== Segment start ==
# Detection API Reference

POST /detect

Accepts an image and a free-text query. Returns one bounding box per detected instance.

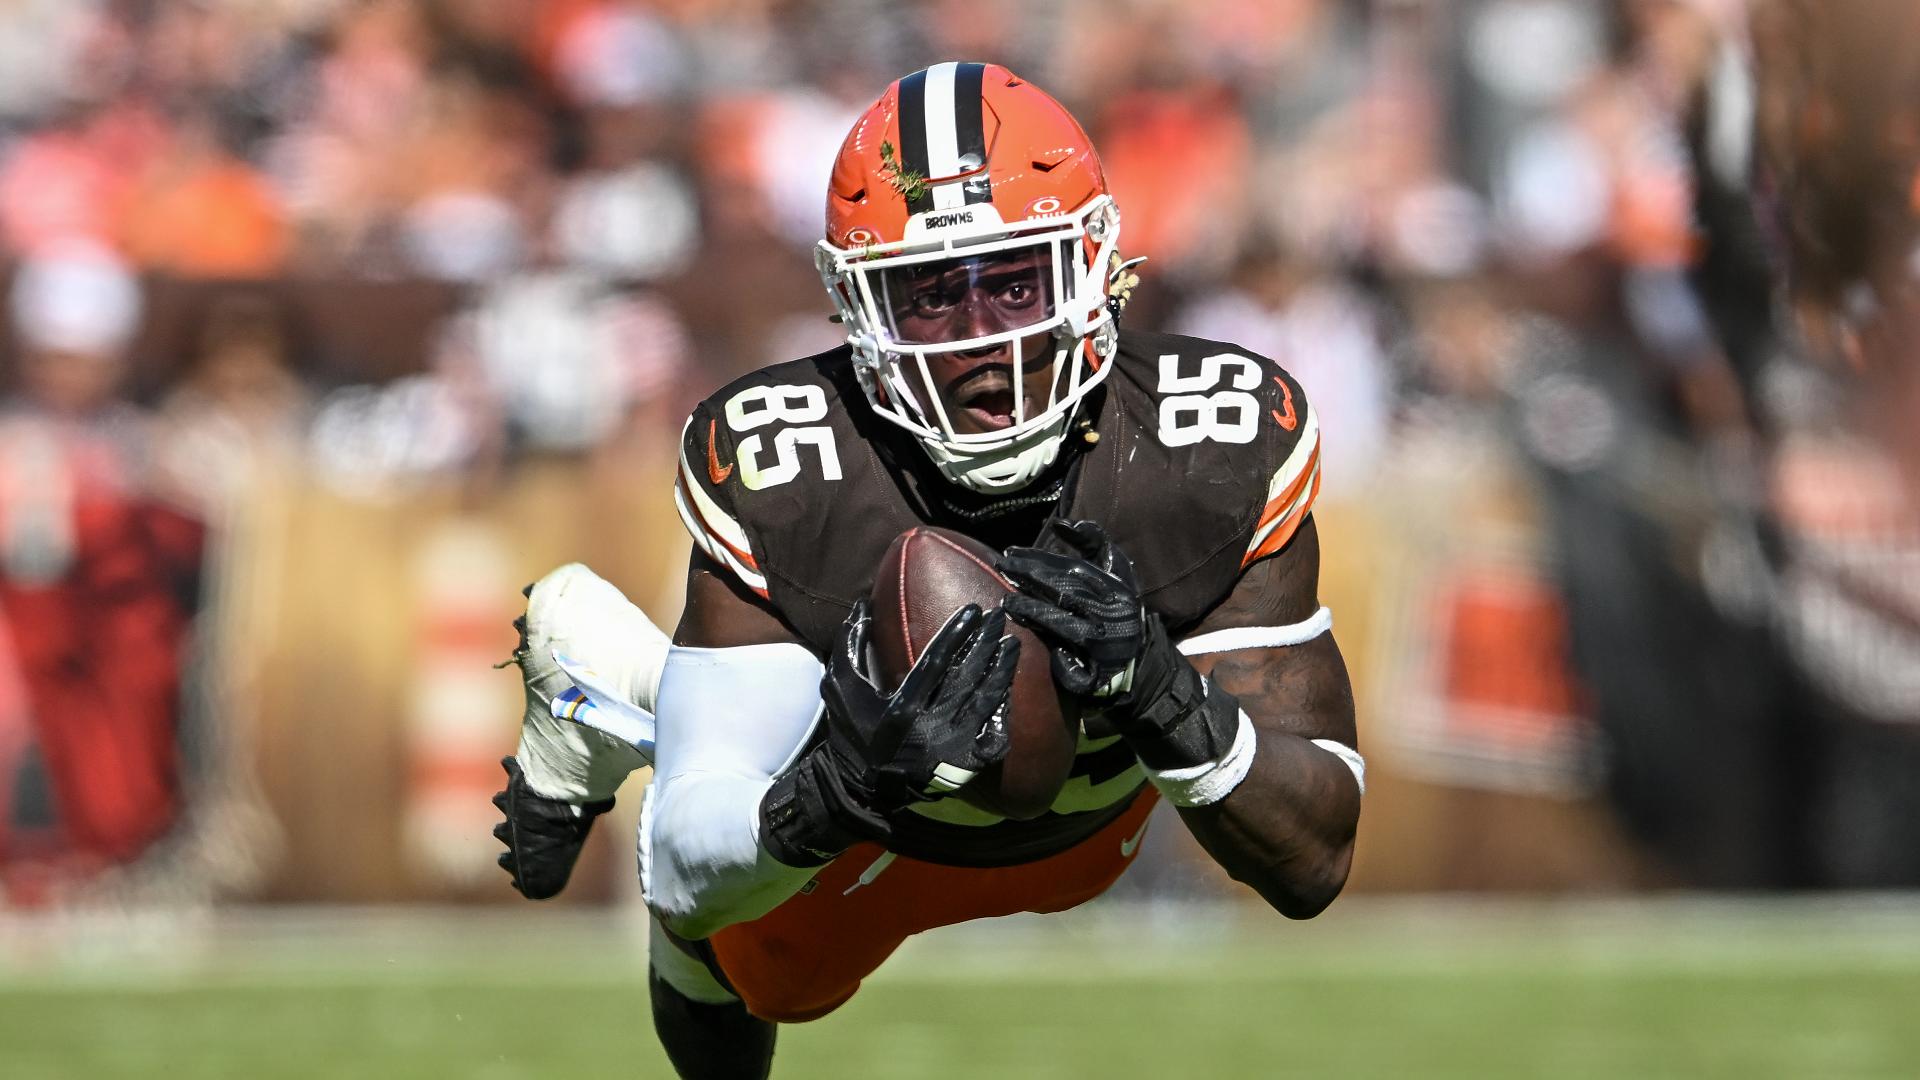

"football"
[868,526,1079,820]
== Segment end ==
## Problem to solve:
Word for word, return the entries above, but without any pictures.

## Your response:
# Detection API Reference

POST /detect

Accepts an image and a free-text query. Returns one bounding box per detected instance.


"football"
[868,526,1079,820]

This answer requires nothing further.